**Your instructions:**
When copying the listing below, skip every picture and repeat exactly the lines from the first one through the line that contains "Quickstart: hand the".

**Task data:**
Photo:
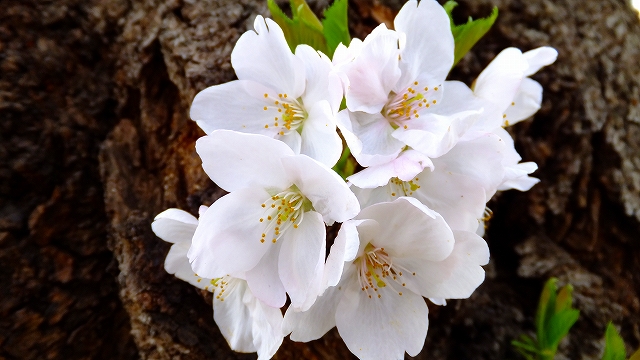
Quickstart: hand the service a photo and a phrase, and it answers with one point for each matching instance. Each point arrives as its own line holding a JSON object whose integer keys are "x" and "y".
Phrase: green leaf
{"x": 467, "y": 35}
{"x": 303, "y": 28}
{"x": 614, "y": 345}
{"x": 558, "y": 327}
{"x": 545, "y": 309}
{"x": 335, "y": 26}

**Written answer:**
Photo:
Quickstart: hand the service a photo and a phrase, and it answers with one point for each matching instance. Each point arrives as its own line holding a JSON object whose integer keys are "x" and "y".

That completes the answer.